Primitive Fang and Claw PC


Advice


I’m looking to make a primitive/tribal type build that fights with tooth and claw/slam or the most primitive of weapons (at least at the start of his career). I am trying to sort of duplicate the feel of the ‘feral’ template from the old 3.x savage species book. Maybe a long spear until things get close enough or if it something he doesn’t want to touch. Might throw a spear, axe, or hammer (or even a rock). No falchion, kusarigama, composite longbow, full plate, etc…

I’m thinking my best bet for race is either a half-orc with toothy or a teifling with maw. Then the class archtype for claws. Agree or disagree? Other possibilities?

If it matters: home game (few house rules that would affect this build), 20 point buy, 2 traits, non-evil, rarely is 3pp or 3.x material allowed (would have to justify and seem less powerful than PF choices).

However, I’m not sure which class/archtype to pick:

Barbarian – Lesser beast totem gives d6 claws but only while raging. That might be enough.
Savage Warrior – Sounds good but doesn’t seem to give you a whole lot.
True Primitive – Perfect name, but I don’t think you can use the fetish (which seems to be the primary gain) on natural weapons without a house rule.

Fighter – Need some other way to get claws.
Savage Warrior (the other one) – Gives you bonuses to natural weapons, but doesn’t give you claws.
Unarmed Fighter – Could work if I am just careful to use primitive seeming monk weapons (brass knuckles, cestus, staff).

Ranger – Natural weapon style works and gives claws.
Shapeshifter – Maybe?
None of the archtypes really seem to give much to the concept. But ranger is the one that could give claws full time.

Which class/archtype do you think will work best for the concept? Or should it be some combination of them (I don’t usually do much in the way of multi-classing, but this time it might be worthwhile)?


Hmm... Just realized the other way I could get a claw attack is eldritch heritage with either the abyssal or draconic bloodlines. But that would only be for a few rounds a day. But might be enough if I saved for the final BBEG fight.


Boar style would be nice if you do decide to go unarmed, since it is literally described as the style of "goblinoids, ogres, and trolls" where you alchemically and surgically alter your teeth and nails in order to make them deadly weapons.

In gameplay terms, the first in this style feat chain gives you slashing damage with your unarmed strikes (so how different are they from claws?), and when you get 2 or more attacks off it provides 2d6 bleed damage (not a bleed effect though, oddly, but hey, it is like a better rend attack. Hard to entirely discern this bit)

The second feat lets you use piercing damage with your unarmed strikes (shoving your arm strait through the opponent? Biting them with fierce fangs?). It also provides a bonus to intimidate and allows a free intimidation check when you use the rend from the first feat.

→ **SHORT PROBLEM 1**
Write out the character build post starting with "If it matters: home" and going on through "give you claws.", swapping "Barbarian" for "Berserker".
The character build post above has no connection to the listing that comes after it.

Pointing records
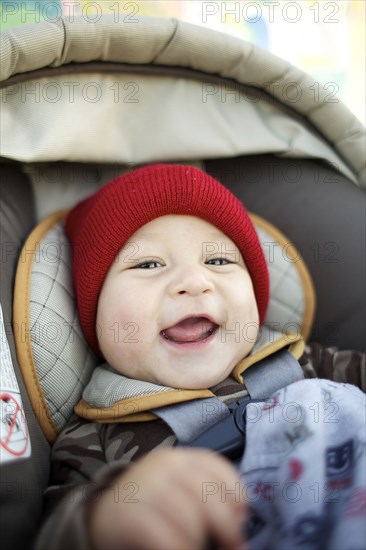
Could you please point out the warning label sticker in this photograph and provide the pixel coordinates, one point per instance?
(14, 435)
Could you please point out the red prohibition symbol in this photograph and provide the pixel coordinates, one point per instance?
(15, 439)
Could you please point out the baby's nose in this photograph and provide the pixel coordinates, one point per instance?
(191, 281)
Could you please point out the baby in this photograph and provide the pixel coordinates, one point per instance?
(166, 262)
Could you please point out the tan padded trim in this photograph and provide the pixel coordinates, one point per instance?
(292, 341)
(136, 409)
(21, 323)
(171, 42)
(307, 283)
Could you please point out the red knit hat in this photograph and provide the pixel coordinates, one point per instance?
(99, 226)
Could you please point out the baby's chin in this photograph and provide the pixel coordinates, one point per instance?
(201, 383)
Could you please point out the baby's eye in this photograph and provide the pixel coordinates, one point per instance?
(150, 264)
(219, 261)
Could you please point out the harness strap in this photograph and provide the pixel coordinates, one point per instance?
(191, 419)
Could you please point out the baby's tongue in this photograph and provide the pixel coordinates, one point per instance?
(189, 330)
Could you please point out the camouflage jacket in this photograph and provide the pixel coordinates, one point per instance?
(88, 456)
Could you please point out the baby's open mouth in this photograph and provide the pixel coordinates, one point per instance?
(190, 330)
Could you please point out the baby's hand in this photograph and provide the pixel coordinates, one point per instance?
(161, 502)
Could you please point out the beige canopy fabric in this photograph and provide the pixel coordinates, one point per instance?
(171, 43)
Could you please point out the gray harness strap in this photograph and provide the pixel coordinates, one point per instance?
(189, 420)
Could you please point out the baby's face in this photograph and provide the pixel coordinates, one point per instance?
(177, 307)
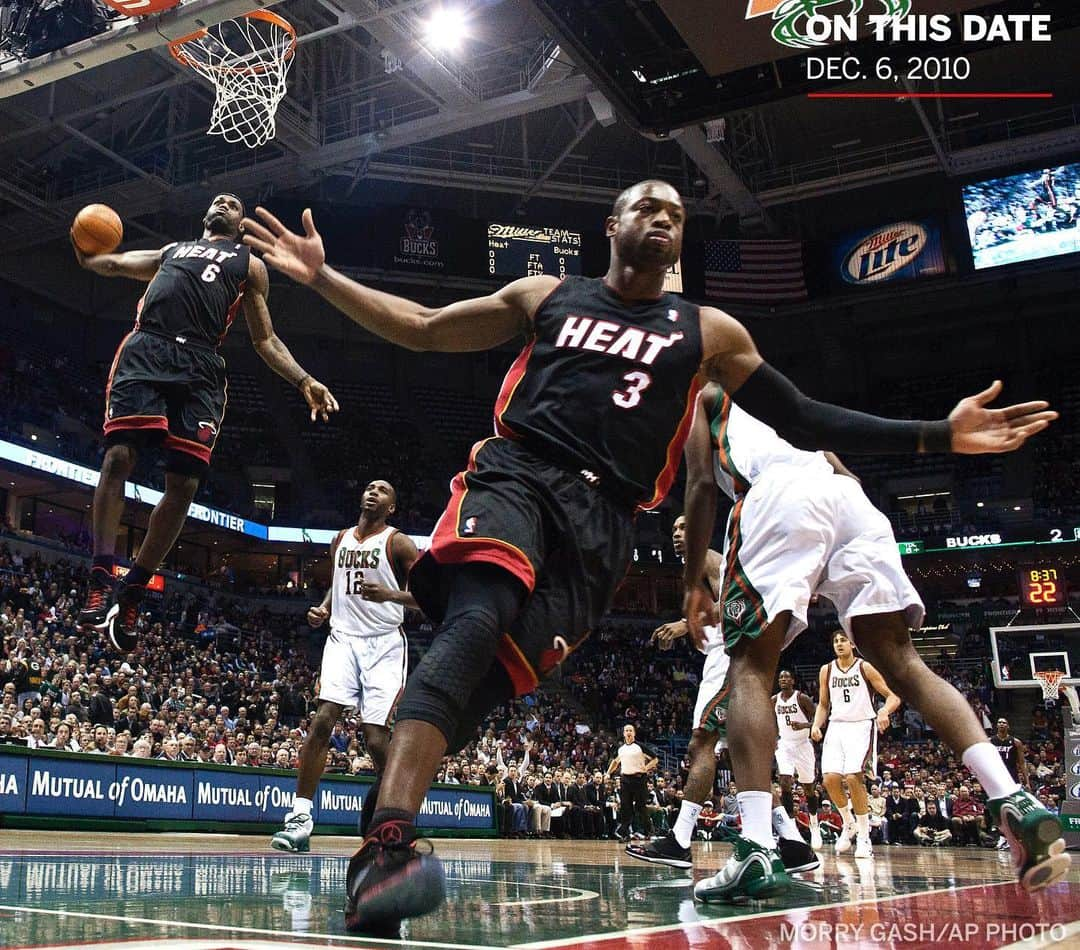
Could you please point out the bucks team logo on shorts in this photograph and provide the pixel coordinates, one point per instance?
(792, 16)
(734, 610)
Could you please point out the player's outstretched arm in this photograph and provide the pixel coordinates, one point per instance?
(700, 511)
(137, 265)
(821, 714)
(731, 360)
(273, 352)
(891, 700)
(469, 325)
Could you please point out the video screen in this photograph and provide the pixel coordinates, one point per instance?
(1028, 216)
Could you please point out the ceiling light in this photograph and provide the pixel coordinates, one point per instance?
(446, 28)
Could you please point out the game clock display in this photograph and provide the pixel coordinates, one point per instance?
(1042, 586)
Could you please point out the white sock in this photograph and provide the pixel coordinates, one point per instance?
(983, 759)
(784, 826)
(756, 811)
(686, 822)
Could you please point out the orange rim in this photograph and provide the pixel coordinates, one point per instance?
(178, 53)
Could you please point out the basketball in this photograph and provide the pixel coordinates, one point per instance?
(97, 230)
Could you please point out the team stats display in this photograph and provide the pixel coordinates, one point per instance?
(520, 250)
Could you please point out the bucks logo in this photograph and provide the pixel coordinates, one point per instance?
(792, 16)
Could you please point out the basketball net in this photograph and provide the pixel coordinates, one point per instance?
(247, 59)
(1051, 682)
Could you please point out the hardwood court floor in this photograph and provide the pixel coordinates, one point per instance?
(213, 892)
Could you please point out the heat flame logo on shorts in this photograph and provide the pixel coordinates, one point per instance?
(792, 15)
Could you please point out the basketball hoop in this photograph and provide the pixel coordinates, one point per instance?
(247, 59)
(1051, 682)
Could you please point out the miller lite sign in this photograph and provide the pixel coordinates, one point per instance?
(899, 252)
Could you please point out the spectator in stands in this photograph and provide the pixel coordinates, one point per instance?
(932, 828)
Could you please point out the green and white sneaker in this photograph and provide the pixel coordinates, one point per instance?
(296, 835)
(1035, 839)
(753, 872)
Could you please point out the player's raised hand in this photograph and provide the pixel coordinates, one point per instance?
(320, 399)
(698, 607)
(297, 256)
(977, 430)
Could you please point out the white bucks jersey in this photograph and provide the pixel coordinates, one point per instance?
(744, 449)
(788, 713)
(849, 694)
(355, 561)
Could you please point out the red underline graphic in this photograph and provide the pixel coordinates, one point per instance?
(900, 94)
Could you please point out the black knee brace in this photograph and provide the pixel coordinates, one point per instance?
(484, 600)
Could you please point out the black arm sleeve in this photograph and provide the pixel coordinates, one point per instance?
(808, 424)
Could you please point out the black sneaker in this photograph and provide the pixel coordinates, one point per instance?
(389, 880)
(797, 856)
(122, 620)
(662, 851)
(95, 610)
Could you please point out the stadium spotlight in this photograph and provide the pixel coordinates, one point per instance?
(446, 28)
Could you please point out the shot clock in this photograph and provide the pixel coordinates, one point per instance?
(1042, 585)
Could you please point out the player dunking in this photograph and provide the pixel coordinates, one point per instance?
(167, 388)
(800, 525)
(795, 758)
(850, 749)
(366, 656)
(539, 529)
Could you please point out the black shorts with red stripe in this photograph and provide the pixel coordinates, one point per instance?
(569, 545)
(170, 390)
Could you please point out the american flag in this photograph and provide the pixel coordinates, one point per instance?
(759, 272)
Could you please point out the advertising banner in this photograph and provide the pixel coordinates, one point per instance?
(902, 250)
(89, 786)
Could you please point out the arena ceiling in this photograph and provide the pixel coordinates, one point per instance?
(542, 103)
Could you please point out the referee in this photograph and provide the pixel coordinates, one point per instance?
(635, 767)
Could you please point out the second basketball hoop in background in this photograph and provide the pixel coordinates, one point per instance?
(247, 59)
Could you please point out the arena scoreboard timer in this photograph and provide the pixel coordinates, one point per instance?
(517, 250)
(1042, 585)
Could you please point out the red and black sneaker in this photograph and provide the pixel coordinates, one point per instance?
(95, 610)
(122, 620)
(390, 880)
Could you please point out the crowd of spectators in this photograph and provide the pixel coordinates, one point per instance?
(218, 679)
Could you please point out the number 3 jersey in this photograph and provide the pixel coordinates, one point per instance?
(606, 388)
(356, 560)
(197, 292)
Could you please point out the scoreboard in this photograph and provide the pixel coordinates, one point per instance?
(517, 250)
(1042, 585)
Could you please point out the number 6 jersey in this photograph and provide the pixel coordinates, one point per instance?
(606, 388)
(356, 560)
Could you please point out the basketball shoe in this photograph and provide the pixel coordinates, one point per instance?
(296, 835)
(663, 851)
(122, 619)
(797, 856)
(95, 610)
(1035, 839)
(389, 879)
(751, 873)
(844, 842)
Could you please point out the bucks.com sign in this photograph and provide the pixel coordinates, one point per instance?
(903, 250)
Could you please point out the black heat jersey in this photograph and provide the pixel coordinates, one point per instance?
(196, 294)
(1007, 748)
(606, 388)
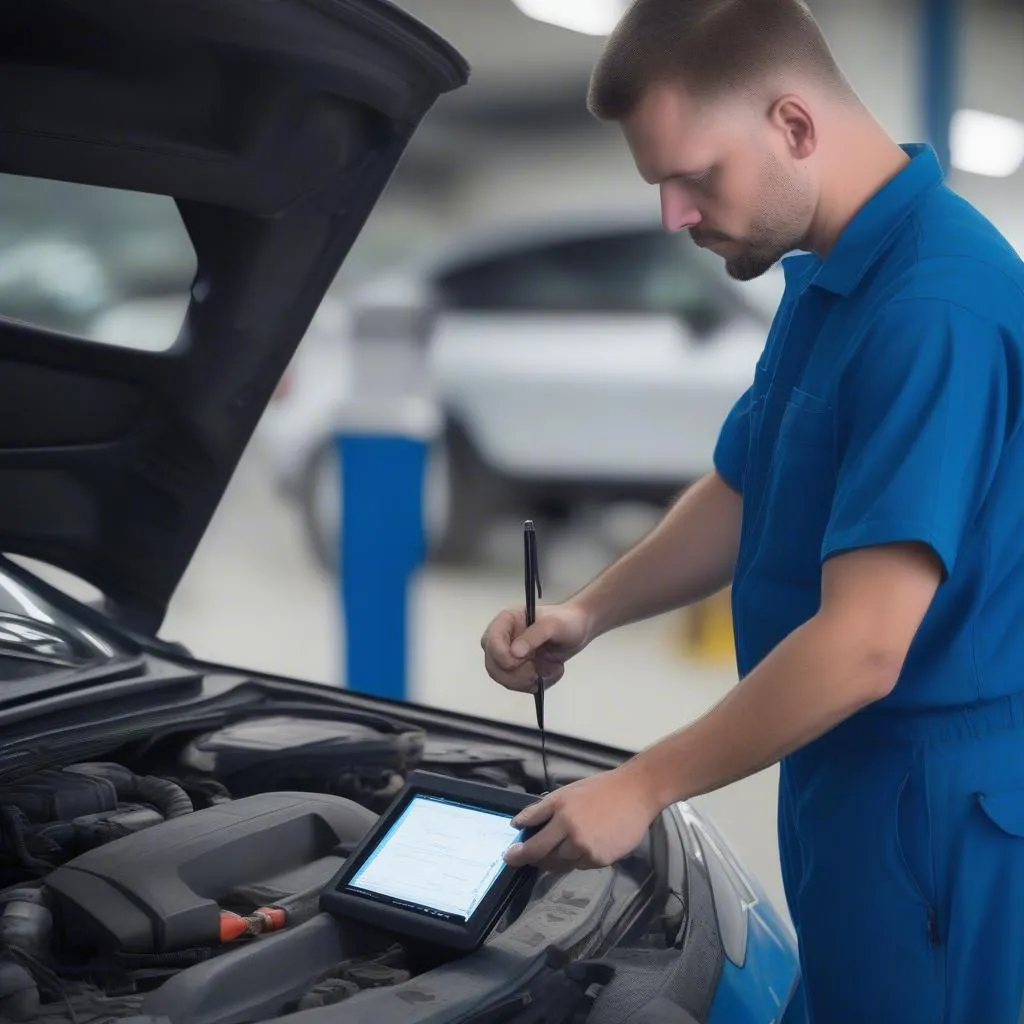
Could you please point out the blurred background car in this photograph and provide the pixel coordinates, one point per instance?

→ **SHORT PROBLEM 2**
Return each line of the listing that contains the string "sign".

→ **ANSWER 1**
If it matters: home game (few house rules that would affect this build), 20 point buy, 2 traits, non-evil, rarely is 3pp or 3.x material allowed (would have to justify and seem less powerful than PF choices).

However, I’m not sure which class/archtype to pick:

Berserker – Lesser beast totem gives d6 claws but only while raging. That might be enough.
Savage Warrior – Sounds good but doesn’t seem to give you a whole lot.
True Primitive – Perfect name, but I don’t think you can use the fetish (which seems to be the primary gain) on natural weapons without a house rule.

Fighter – Need some other way to get claws.
Savage Warrior (the other one) – Gives you bonuses to natural weapons, but doesn’t give you claws.

→ **ANSWER 2**
Could you please point out the miller lite sign in this photograph and provide the pixel coordinates, one point per instance?
Could you please point out the bucks.com sign in this photograph and provide the pixel coordinates, one point per instance?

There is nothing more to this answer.